PROMPT
Copy the listing starting at the line that contains "of the unopened" and ending at the line that contains "x=427, y=179", swapping "thickest part" for "widest part" and keeping everything else unchanged.
::: RAW RECORDS
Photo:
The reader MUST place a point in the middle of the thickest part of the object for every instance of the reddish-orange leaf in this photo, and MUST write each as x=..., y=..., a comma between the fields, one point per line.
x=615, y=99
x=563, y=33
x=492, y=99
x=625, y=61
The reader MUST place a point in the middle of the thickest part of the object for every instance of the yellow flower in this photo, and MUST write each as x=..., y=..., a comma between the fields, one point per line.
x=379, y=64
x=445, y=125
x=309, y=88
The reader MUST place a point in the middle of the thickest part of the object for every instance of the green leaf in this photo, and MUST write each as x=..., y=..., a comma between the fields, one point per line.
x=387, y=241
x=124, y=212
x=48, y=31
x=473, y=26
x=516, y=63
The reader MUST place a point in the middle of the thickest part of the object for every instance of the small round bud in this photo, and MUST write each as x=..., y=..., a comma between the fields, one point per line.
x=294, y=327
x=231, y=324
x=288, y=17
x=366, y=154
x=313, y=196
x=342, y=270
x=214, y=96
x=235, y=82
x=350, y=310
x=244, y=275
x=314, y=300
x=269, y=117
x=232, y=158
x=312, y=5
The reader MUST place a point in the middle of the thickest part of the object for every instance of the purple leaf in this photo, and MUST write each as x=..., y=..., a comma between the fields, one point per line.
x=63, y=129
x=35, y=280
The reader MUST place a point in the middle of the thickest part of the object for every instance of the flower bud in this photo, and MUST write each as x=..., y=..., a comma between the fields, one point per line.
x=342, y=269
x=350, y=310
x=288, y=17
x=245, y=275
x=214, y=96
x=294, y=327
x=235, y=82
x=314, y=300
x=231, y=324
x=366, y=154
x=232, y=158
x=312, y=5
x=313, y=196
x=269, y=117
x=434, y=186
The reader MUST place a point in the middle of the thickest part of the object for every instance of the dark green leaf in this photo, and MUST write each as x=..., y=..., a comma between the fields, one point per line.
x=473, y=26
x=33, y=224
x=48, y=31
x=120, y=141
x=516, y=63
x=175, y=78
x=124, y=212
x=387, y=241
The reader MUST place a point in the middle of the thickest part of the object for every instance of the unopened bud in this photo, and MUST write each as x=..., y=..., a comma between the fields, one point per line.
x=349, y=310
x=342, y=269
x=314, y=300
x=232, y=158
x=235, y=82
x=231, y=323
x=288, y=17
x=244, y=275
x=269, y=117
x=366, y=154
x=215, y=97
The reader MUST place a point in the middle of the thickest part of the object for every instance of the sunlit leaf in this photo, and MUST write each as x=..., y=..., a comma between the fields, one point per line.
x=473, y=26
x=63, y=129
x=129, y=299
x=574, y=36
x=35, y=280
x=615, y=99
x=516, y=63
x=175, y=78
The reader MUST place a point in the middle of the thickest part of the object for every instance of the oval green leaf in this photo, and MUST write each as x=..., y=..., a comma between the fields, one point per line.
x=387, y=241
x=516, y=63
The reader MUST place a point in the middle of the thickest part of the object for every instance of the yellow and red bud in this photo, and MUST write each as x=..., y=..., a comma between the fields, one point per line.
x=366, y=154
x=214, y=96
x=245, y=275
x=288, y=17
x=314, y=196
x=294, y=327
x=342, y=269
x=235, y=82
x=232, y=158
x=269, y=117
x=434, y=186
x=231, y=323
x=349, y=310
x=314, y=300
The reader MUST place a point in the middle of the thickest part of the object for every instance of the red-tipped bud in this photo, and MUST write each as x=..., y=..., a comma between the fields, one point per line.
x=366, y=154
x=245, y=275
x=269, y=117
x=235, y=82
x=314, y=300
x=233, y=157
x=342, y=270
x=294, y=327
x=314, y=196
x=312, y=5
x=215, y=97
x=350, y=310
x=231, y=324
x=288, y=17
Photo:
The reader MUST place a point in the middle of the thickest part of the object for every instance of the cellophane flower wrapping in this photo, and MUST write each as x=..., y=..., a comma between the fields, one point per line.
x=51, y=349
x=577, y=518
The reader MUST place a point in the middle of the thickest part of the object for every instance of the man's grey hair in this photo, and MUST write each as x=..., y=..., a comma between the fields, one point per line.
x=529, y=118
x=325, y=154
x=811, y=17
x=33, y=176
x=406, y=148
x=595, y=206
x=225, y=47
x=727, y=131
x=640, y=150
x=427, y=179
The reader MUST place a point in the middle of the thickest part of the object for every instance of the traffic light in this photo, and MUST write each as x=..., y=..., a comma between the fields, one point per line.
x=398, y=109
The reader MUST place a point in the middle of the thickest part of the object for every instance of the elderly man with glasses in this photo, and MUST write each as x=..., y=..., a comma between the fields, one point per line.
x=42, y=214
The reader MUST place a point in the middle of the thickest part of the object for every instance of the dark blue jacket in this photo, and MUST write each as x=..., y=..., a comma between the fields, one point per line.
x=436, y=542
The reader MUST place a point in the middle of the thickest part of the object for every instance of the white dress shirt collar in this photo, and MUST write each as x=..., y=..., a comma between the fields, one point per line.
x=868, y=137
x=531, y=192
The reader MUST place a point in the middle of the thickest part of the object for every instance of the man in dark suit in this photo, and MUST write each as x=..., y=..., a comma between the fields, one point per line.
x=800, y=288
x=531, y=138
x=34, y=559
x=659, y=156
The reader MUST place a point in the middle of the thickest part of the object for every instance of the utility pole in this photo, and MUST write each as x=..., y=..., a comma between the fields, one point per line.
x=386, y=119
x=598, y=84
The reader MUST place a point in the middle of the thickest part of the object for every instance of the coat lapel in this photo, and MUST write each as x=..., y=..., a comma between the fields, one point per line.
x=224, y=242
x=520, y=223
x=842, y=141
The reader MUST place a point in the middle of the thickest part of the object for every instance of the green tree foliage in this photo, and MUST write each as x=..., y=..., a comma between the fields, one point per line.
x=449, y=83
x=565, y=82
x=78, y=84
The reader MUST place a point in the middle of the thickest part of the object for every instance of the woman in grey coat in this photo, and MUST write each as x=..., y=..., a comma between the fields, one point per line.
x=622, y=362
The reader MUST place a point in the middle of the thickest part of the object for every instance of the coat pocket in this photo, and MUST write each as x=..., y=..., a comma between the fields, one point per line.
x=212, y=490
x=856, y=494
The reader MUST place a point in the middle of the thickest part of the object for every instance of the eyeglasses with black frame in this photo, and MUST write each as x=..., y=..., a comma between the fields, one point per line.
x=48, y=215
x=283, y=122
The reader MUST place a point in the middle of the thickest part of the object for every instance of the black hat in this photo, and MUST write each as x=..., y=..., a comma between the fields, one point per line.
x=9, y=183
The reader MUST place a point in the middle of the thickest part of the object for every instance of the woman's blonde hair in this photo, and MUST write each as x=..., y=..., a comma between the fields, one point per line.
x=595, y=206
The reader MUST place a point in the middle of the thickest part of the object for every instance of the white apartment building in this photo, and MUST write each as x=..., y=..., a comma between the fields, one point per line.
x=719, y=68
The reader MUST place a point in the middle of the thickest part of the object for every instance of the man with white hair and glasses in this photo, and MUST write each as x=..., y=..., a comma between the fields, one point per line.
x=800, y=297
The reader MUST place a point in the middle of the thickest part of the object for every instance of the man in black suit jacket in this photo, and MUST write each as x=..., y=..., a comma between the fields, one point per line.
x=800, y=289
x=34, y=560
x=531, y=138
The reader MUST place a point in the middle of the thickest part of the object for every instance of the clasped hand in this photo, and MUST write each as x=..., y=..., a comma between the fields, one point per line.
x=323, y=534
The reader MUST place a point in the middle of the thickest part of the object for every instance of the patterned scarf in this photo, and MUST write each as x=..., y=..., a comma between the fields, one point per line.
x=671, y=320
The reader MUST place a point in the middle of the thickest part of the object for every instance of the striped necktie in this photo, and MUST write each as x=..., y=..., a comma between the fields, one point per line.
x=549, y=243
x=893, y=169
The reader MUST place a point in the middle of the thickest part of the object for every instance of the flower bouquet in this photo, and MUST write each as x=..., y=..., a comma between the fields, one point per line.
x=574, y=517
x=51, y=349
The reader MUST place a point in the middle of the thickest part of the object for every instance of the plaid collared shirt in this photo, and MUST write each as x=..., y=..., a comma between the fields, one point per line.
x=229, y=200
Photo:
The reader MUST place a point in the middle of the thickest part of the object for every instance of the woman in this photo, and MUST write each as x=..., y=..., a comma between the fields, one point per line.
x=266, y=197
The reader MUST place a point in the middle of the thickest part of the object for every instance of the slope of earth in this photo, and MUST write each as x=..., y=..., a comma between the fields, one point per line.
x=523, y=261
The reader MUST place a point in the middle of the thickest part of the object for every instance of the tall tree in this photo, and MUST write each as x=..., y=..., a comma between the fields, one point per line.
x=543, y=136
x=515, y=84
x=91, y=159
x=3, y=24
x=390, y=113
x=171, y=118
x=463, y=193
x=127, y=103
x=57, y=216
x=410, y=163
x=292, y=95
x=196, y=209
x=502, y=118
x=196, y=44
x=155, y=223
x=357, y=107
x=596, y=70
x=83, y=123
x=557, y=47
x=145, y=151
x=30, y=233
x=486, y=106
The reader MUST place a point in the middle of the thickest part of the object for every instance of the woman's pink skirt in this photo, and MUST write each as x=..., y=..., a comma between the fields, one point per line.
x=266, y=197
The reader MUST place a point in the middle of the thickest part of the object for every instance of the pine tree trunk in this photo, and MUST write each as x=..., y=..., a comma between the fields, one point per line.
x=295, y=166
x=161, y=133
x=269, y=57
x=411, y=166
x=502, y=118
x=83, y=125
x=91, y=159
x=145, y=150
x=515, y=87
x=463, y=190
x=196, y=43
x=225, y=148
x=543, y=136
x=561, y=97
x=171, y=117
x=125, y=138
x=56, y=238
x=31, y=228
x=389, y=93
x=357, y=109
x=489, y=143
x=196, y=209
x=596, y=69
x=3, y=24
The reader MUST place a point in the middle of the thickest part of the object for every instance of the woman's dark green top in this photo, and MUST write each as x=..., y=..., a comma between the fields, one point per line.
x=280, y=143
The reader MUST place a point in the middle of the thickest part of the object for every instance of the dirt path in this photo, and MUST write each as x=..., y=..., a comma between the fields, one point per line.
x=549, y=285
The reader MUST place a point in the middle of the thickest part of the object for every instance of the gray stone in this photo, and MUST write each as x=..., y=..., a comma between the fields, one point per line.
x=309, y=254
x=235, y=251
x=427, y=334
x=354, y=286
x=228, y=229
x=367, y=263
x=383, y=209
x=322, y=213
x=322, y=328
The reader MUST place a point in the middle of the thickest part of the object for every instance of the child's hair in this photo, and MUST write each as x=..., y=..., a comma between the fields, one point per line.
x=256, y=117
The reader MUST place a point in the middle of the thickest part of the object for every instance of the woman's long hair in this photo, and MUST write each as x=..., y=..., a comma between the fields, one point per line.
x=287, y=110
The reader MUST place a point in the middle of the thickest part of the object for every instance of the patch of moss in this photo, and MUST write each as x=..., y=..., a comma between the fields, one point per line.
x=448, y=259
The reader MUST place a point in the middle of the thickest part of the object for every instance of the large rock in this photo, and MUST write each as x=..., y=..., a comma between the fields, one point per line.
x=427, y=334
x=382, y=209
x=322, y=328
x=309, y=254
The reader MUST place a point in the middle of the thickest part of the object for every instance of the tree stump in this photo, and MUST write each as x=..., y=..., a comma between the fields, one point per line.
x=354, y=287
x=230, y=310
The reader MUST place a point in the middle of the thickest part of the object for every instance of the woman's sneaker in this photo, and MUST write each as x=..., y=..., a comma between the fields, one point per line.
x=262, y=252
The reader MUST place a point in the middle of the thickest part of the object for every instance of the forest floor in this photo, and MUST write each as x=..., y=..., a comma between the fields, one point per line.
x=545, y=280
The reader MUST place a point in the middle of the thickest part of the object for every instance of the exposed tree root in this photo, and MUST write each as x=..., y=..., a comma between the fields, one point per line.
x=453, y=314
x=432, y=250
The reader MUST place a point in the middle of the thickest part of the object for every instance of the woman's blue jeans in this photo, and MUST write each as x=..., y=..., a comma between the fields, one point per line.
::::::
ANSWER FOR THE TASK
The reader MUST place a point in the middle of the widest part of the object for every instance of the unopened bud in this photo, and MUST write each as x=..., y=..., a comma between the fields, one point per line.
x=349, y=310
x=342, y=269
x=314, y=300
x=232, y=158
x=235, y=82
x=231, y=323
x=288, y=17
x=244, y=275
x=269, y=117
x=366, y=154
x=215, y=97
The reader MUST place a point in the middle of the widest part of the object for every instance of the sunlit leaf in this photo, and MUST write each as x=..., y=..., a comma between the fields, one point per line.
x=473, y=26
x=63, y=129
x=129, y=299
x=574, y=36
x=35, y=280
x=615, y=99
x=516, y=63
x=175, y=78
The reader MUST place a point in the middle of the widest part of the object for every instance of the oval green leaf in this photo, and MUST write each as x=..., y=..., a comma between the fields, one point per line.
x=387, y=241
x=516, y=63
The reader MUST place a point in the middle of the widest part of the object for every instance of the yellow and red bud in this photo, and MUST write each as x=..., y=..., a comma between the fields, one point per line.
x=366, y=154
x=214, y=96
x=245, y=275
x=288, y=17
x=314, y=196
x=294, y=327
x=342, y=269
x=235, y=82
x=232, y=158
x=269, y=117
x=434, y=186
x=231, y=323
x=349, y=310
x=314, y=300
The reader MUST place a point in the middle of the widest part of the object for every instance of the red-tipped bud in this photo, and MUST write each as x=..., y=..., a comma between the fields, one point per line.
x=366, y=154
x=245, y=275
x=269, y=117
x=235, y=82
x=314, y=300
x=233, y=157
x=342, y=270
x=294, y=327
x=314, y=196
x=312, y=5
x=215, y=97
x=350, y=310
x=231, y=324
x=288, y=17
Photo:
The reader MUST place a point in the middle of the widest part of the object for every instance of the cellophane flower wrapping in this photo, and MUST write each as x=..., y=..., a comma between the fields, one point per line.
x=51, y=349
x=577, y=518
The reader MUST place a point in the middle of the widest part of the object for every instance of the man's grey hair in this photo, and MUST write each as x=..., y=..., a comma between the fields, one point per line.
x=529, y=118
x=325, y=154
x=811, y=17
x=33, y=176
x=406, y=148
x=595, y=206
x=225, y=47
x=727, y=131
x=640, y=150
x=427, y=179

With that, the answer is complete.